======== Document text ========

Start the grains: strain the wheat berries and place them in a small sauce pan with 1 cup of water and a pinch of salt. Bring to a boil, then lower to medium. Simmer for about 40 minutes or until they are still a bit chewy (they will absorb more liquid later when making the stuffing). Drain if necessary.

Cook the squash: preheat the oven to 350 degrees F. Cut the squash in half and scoop out the seeds. season the inside with salt and pepper. Place the smashed garlic cloves on a parchment lined baking sheet with a good amount of space in between. Put the seasoned squash halves over the garlic cloves so that the squash form upside down bowls over the garlic cloves. Place in the oven and cook until tender, about 30 minutes. Once cool enough to handle, scrape a bit of the cooked squash flesh out. It should amount to about a 1/4 cup. Set it all aside.

Make the stuffing: heat the oil over medium and add the shallots. Cook until they begin to soften (4 minutes), add carrots, celery and the bay leaf. When the carrots and celery have softened up a teeny bit (about 4-5 minutes), add ground coriander, thyme, sage and dried cherries. Add the splash of white wine and stir the mixture around, scraping any bits off the bottom.

Add the drained wheat berries to the saute pan and stir to coat them in the mixture. Add the vegetable stock and simmer until most of the liquid is evaporated. Add the squash flesh you scraped out earlier and stir it around, incorporating it into the mixture (this will act like glue for the stuffing). Add the parsley and pine nuts, reserving a bit of both to garnish with at the end. Take off the heat.

On the same lined baking sheet, fill the squash halves with the stuffing as much as you can (there may be some leftover). Slide them into the oven to heat through completely. Garnish with remaining pine nuts and parsley, serve.

========

(What to work on)
1. Translate this sentence from the stuffed squash recipe into Spanish: "Add the vegetable stock and simmer until most of the liquid is evaporated."
2. From the stuffed squash recipe, write out word for word everything from "Make the stuffing: heat" down to "off the heat.".

======== Record excerpts ========

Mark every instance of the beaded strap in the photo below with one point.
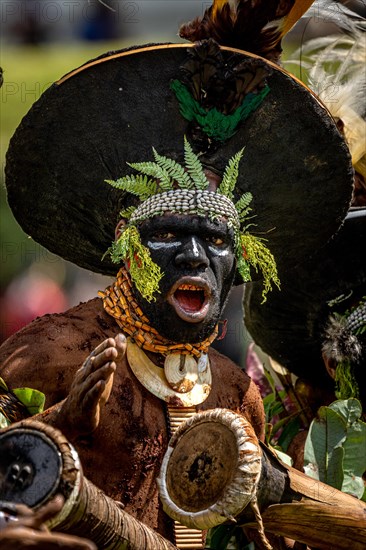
(120, 303)
(188, 202)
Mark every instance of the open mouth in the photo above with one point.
(190, 299)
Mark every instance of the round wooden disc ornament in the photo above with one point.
(32, 468)
(114, 109)
(211, 469)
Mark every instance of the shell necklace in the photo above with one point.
(186, 377)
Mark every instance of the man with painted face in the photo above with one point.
(167, 301)
(120, 373)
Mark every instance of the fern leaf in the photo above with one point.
(230, 176)
(138, 185)
(194, 167)
(252, 251)
(242, 206)
(175, 170)
(127, 212)
(154, 170)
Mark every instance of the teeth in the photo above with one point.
(190, 287)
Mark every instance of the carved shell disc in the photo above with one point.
(181, 372)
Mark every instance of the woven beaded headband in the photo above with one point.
(166, 186)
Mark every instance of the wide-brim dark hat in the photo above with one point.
(290, 325)
(87, 125)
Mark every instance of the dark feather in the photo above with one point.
(214, 82)
(256, 26)
(339, 343)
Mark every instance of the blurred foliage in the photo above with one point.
(335, 449)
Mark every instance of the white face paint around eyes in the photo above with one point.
(159, 246)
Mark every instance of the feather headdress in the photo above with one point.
(255, 26)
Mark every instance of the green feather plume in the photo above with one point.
(215, 124)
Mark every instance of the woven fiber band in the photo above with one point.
(188, 201)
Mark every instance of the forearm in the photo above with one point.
(53, 416)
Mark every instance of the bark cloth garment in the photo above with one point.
(123, 456)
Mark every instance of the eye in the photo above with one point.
(217, 241)
(163, 236)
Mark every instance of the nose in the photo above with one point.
(192, 254)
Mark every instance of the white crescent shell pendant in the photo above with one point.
(192, 380)
(181, 372)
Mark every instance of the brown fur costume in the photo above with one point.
(123, 456)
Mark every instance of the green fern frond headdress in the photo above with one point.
(166, 186)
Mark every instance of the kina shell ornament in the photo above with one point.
(181, 372)
(191, 378)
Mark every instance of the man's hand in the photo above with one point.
(26, 529)
(90, 390)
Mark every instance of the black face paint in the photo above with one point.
(198, 262)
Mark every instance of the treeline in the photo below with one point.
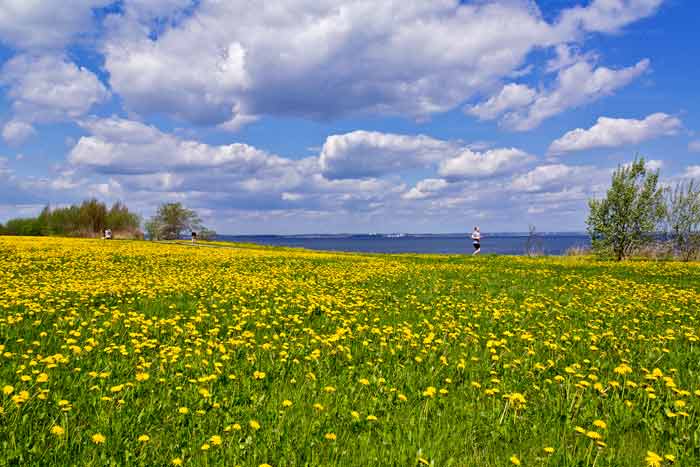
(640, 217)
(88, 219)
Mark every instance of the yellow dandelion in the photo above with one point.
(653, 459)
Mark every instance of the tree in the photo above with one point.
(172, 220)
(629, 214)
(93, 216)
(682, 218)
(120, 218)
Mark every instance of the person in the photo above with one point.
(476, 239)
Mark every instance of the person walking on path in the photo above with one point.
(476, 239)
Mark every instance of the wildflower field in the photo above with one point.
(134, 353)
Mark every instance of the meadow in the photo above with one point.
(135, 353)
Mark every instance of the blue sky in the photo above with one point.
(326, 116)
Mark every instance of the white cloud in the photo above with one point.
(615, 132)
(692, 171)
(566, 56)
(512, 96)
(330, 58)
(16, 132)
(426, 188)
(470, 164)
(607, 15)
(129, 147)
(576, 85)
(543, 176)
(368, 154)
(49, 88)
(46, 24)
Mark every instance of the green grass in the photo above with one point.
(201, 322)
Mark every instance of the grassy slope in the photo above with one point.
(202, 322)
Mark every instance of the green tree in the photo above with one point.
(682, 218)
(119, 218)
(93, 216)
(629, 214)
(172, 220)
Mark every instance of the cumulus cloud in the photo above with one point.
(369, 154)
(129, 147)
(233, 58)
(426, 188)
(17, 132)
(574, 86)
(512, 96)
(614, 132)
(36, 24)
(50, 88)
(607, 15)
(470, 164)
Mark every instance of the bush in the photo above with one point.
(89, 219)
(628, 216)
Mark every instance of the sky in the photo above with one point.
(329, 116)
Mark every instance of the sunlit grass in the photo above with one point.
(132, 353)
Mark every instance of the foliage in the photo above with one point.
(89, 219)
(133, 353)
(682, 218)
(23, 226)
(629, 214)
(172, 220)
(206, 234)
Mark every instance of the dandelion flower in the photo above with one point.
(653, 459)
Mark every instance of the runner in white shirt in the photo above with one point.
(476, 239)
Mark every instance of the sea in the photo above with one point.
(550, 243)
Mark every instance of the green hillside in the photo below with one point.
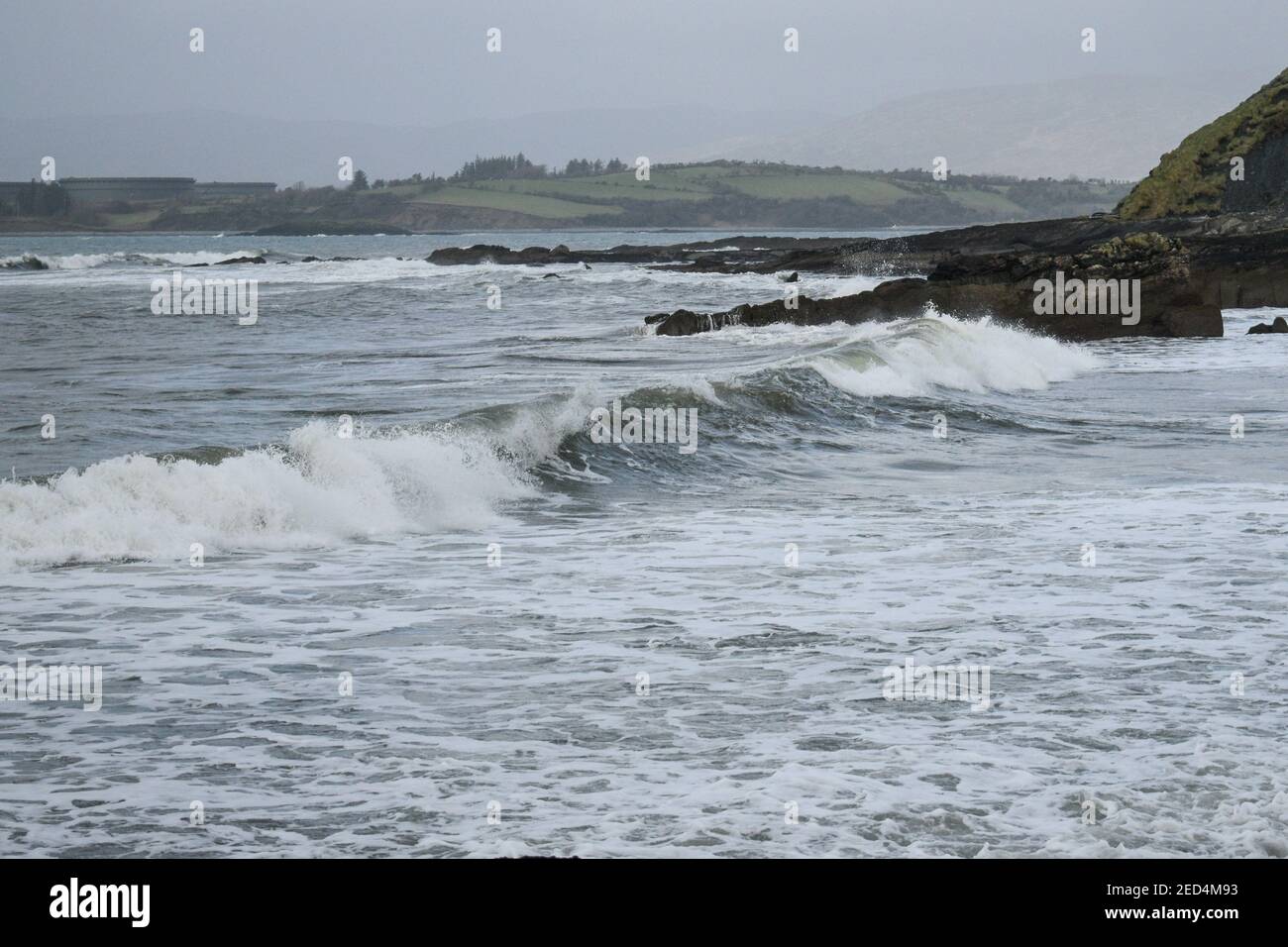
(1196, 176)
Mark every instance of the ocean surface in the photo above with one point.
(471, 629)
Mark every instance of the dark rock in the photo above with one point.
(1006, 287)
(1279, 325)
(25, 262)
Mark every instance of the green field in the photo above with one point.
(756, 189)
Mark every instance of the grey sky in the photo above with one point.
(424, 63)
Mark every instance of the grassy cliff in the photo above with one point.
(1196, 176)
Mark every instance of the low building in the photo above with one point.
(88, 191)
(215, 189)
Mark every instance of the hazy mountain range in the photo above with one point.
(1096, 127)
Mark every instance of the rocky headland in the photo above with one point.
(1207, 230)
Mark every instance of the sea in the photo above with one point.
(364, 579)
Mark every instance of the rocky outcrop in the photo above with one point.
(1279, 325)
(1138, 285)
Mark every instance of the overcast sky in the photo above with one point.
(424, 62)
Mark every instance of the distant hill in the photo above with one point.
(1102, 127)
(228, 146)
(1196, 178)
(691, 196)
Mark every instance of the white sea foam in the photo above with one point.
(911, 359)
(320, 489)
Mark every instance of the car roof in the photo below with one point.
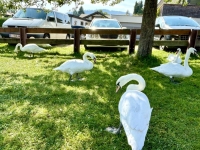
(184, 17)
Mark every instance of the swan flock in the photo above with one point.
(135, 111)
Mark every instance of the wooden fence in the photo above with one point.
(192, 42)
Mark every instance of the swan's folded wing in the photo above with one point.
(140, 120)
(135, 116)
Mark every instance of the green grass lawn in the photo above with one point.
(40, 110)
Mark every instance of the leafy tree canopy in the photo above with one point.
(183, 2)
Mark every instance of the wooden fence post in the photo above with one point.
(192, 38)
(76, 40)
(132, 40)
(23, 36)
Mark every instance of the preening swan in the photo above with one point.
(135, 111)
(175, 58)
(77, 65)
(31, 48)
(172, 70)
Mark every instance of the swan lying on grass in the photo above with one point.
(31, 48)
(172, 70)
(135, 111)
(75, 66)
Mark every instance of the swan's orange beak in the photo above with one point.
(117, 88)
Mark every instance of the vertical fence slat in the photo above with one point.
(23, 36)
(132, 42)
(77, 40)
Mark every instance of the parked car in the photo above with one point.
(174, 22)
(37, 18)
(77, 27)
(105, 23)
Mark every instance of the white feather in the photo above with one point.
(175, 58)
(171, 69)
(77, 65)
(135, 111)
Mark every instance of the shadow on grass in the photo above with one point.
(59, 114)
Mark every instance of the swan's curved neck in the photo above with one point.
(141, 82)
(85, 57)
(187, 56)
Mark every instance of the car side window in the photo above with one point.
(60, 18)
(67, 19)
(51, 17)
(162, 22)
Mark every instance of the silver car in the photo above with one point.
(174, 22)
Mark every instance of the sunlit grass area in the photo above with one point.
(40, 109)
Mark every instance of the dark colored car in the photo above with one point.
(77, 27)
(174, 22)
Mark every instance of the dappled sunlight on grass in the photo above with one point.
(41, 109)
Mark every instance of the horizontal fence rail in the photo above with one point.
(191, 42)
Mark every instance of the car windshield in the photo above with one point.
(181, 22)
(30, 13)
(105, 24)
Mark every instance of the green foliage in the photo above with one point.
(39, 109)
(81, 11)
(138, 8)
(2, 20)
(75, 13)
(183, 2)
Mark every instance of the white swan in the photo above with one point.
(175, 58)
(77, 65)
(172, 70)
(31, 48)
(135, 111)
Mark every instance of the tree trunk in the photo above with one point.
(147, 29)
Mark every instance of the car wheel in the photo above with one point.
(162, 47)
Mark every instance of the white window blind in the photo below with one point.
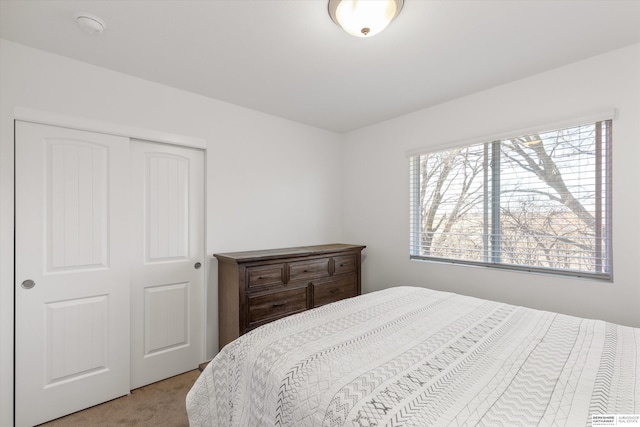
(536, 202)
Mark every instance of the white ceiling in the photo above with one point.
(287, 58)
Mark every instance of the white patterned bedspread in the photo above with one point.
(416, 357)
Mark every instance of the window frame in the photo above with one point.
(415, 208)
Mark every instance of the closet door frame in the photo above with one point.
(132, 132)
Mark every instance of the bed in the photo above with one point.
(410, 356)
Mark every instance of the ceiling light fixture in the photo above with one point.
(90, 23)
(364, 18)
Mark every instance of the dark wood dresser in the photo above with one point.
(257, 287)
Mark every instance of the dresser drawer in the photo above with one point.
(308, 269)
(340, 288)
(265, 275)
(345, 264)
(278, 304)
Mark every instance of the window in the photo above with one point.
(538, 202)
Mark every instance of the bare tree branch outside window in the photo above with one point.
(549, 210)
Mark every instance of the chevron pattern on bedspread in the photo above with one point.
(417, 357)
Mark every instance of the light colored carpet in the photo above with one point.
(158, 405)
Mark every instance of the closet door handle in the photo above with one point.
(28, 284)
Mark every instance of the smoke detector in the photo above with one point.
(90, 23)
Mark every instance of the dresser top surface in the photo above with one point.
(299, 251)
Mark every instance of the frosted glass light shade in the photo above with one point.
(364, 18)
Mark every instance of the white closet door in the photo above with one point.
(72, 274)
(167, 275)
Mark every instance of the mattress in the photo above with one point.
(410, 356)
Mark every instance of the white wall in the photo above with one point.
(376, 192)
(270, 182)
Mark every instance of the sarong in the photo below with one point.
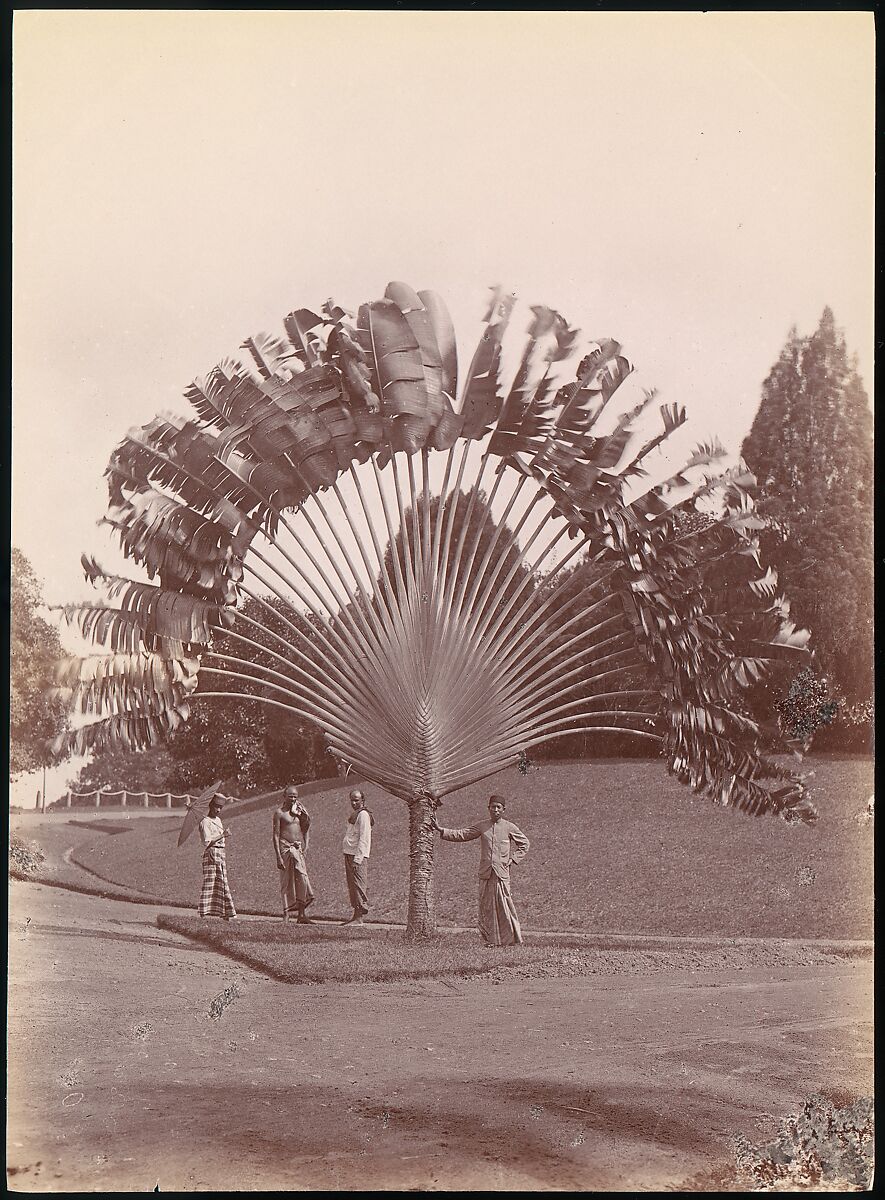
(215, 897)
(294, 883)
(357, 882)
(499, 923)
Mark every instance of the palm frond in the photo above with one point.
(433, 639)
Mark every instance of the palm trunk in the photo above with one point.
(422, 921)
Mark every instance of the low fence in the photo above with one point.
(122, 799)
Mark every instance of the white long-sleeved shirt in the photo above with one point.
(210, 829)
(357, 835)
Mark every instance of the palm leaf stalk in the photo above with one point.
(428, 639)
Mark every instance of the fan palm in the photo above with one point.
(444, 661)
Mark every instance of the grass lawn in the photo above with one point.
(305, 954)
(616, 846)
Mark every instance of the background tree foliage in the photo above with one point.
(36, 717)
(812, 453)
(252, 748)
(136, 771)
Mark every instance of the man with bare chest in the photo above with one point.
(292, 825)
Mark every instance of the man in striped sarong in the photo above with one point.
(215, 895)
(501, 845)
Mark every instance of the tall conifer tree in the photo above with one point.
(812, 453)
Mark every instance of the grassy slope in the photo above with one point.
(616, 847)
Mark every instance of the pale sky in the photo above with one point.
(690, 184)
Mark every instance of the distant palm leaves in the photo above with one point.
(440, 664)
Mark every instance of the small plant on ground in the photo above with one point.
(24, 858)
(823, 1147)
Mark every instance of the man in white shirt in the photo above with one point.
(357, 844)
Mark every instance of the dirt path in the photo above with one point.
(121, 1078)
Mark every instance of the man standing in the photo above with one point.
(357, 844)
(292, 826)
(501, 844)
(215, 894)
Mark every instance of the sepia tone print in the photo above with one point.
(534, 513)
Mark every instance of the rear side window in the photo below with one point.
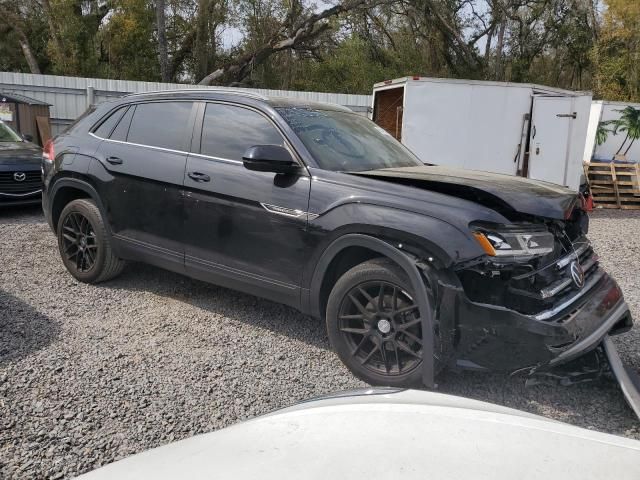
(160, 124)
(87, 112)
(228, 131)
(106, 127)
(120, 132)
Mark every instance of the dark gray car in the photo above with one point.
(20, 174)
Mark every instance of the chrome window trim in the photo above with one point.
(218, 159)
(228, 91)
(288, 212)
(21, 194)
(287, 144)
(139, 144)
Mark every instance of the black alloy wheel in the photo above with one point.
(374, 324)
(79, 244)
(84, 243)
(380, 322)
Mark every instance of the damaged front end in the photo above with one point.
(538, 298)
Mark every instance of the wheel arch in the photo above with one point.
(68, 189)
(366, 247)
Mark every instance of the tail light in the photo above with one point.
(48, 153)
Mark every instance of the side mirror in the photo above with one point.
(269, 158)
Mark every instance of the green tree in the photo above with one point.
(629, 123)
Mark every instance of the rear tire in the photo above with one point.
(85, 245)
(374, 324)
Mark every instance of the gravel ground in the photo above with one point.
(89, 375)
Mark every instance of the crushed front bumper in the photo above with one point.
(627, 378)
(496, 338)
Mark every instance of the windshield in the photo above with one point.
(8, 135)
(346, 142)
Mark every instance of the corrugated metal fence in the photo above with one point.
(70, 96)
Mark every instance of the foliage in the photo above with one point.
(629, 124)
(617, 54)
(576, 44)
(602, 132)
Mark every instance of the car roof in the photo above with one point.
(238, 96)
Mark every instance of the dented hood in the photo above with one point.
(503, 193)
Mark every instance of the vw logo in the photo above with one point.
(577, 274)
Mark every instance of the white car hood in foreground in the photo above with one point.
(408, 435)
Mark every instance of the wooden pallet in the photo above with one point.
(614, 185)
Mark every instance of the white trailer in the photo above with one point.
(516, 129)
(614, 145)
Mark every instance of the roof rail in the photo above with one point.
(229, 91)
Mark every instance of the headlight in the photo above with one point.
(514, 241)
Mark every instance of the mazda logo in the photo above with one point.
(577, 274)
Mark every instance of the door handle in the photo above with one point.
(199, 177)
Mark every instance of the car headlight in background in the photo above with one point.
(514, 242)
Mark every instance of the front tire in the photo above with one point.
(374, 324)
(84, 244)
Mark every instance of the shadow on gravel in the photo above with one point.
(23, 330)
(234, 305)
(598, 403)
(613, 213)
(21, 214)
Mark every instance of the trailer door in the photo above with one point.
(550, 135)
(388, 105)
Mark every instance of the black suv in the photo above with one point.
(414, 267)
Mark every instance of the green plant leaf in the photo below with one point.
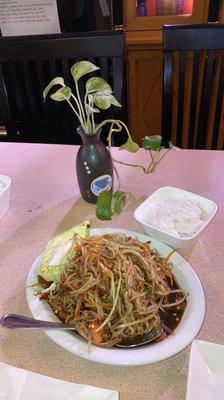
(118, 202)
(115, 102)
(152, 142)
(130, 146)
(101, 100)
(97, 84)
(91, 109)
(103, 205)
(82, 68)
(55, 81)
(62, 94)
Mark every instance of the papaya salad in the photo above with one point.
(111, 287)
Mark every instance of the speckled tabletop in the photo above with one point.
(45, 201)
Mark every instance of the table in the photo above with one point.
(45, 201)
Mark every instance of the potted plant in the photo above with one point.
(94, 164)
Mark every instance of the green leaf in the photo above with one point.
(91, 110)
(152, 142)
(130, 146)
(97, 84)
(82, 68)
(55, 81)
(103, 205)
(118, 202)
(62, 94)
(101, 100)
(115, 102)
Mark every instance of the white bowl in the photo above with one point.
(168, 193)
(206, 371)
(5, 187)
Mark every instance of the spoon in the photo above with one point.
(15, 321)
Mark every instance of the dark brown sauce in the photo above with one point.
(171, 317)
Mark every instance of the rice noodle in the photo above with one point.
(179, 218)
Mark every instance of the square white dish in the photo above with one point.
(168, 193)
(206, 371)
(5, 188)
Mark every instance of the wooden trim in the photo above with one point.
(143, 39)
(222, 12)
(133, 22)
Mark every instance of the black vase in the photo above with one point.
(94, 167)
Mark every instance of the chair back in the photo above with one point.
(193, 85)
(27, 64)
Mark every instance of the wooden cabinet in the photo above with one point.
(145, 62)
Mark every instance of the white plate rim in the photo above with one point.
(186, 331)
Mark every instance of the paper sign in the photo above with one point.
(28, 17)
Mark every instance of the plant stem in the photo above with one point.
(80, 103)
(78, 106)
(78, 116)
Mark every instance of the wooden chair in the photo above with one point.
(27, 64)
(193, 110)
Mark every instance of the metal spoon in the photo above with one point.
(14, 321)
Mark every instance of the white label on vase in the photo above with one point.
(103, 182)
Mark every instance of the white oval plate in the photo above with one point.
(186, 331)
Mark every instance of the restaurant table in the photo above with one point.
(45, 201)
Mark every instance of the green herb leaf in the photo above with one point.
(91, 110)
(115, 102)
(130, 146)
(152, 142)
(62, 94)
(97, 84)
(103, 205)
(82, 68)
(101, 100)
(118, 202)
(55, 81)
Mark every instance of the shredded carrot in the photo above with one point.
(96, 335)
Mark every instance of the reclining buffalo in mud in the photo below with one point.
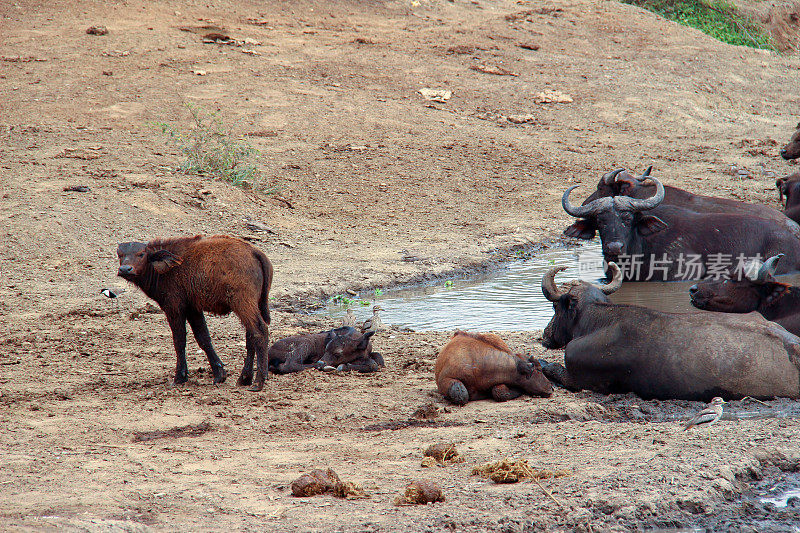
(612, 348)
(685, 237)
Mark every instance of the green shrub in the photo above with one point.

========

(Answers in order)
1. Añade el caldo de verduras y cocina a fuego lento hasta que se haya evaporado la mayor parte del líquido.

2.
Make the stuffing: heat the oil over medium and add the shallots. Cook until they begin to soften (4 minutes), add carrots, celery and the bay leaf. When the carrots and celery have softened up a teeny bit (about 4-5 minutes), add ground coriander, thyme, sage and dried cherries. Add the splash of white wine and stir the mixture around, scraping any bits off the bottom.

Add the drained wheat berries to the saute pan and stir to coat them in the mixture. Add the vegetable stock and simmer until most of the liquid is evaporated. Add the squash flesh you scraped out earlier and stir it around, incorporating it into the mixture (this will act like glue for the stuffing). Add the parsley and pine nuts, reserving a bit of both to garnish with at the end. Take off the heat.